> **Work required**
Pick out every line in the items below that contains the word "lamp", and copy each of those lines.

> **Source records**
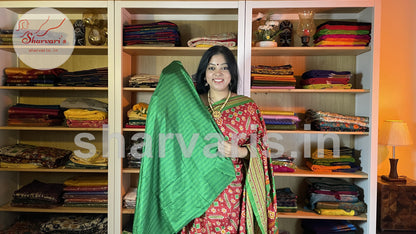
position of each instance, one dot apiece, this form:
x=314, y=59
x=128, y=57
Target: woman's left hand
x=227, y=149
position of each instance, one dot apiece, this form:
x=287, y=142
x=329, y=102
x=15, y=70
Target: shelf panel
x=348, y=91
x=317, y=132
x=63, y=170
x=303, y=172
x=131, y=89
x=53, y=88
x=53, y=128
x=78, y=50
x=308, y=51
x=59, y=209
x=167, y=51
x=131, y=170
x=306, y=214
x=128, y=211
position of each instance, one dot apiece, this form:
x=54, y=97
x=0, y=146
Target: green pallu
x=176, y=186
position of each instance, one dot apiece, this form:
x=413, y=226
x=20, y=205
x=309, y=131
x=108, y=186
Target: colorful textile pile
x=334, y=196
x=280, y=120
x=326, y=79
x=286, y=200
x=97, y=77
x=162, y=33
x=86, y=191
x=325, y=161
x=323, y=226
x=135, y=152
x=97, y=161
x=30, y=156
x=129, y=199
x=16, y=76
x=272, y=77
x=137, y=115
x=327, y=121
x=34, y=115
x=342, y=33
x=143, y=81
x=6, y=36
x=283, y=164
x=225, y=39
x=85, y=113
x=38, y=194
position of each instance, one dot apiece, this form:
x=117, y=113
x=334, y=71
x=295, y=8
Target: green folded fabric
x=175, y=187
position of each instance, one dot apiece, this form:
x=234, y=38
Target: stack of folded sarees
x=346, y=160
x=85, y=112
x=17, y=76
x=286, y=200
x=137, y=115
x=324, y=226
x=280, y=120
x=97, y=77
x=143, y=81
x=31, y=156
x=38, y=194
x=327, y=121
x=272, y=77
x=31, y=115
x=162, y=33
x=343, y=33
x=334, y=196
x=86, y=191
x=225, y=39
x=326, y=79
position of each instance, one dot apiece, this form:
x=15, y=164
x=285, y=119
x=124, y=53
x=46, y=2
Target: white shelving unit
x=198, y=18
x=83, y=57
x=361, y=100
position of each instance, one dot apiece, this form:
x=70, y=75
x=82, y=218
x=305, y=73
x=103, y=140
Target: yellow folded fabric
x=84, y=114
x=19, y=165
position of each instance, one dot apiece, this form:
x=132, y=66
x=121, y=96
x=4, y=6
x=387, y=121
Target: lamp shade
x=395, y=133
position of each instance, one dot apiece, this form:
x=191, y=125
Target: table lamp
x=394, y=133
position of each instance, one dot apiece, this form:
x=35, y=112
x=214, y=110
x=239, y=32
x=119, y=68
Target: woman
x=248, y=203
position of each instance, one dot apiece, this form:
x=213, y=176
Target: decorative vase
x=266, y=44
x=306, y=27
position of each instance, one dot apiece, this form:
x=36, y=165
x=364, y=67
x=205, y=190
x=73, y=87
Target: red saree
x=248, y=203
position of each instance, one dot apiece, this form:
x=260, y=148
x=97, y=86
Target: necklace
x=217, y=113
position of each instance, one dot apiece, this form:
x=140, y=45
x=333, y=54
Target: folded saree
x=174, y=187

> **Complete output**
Target: lamp shade
Target: table lamp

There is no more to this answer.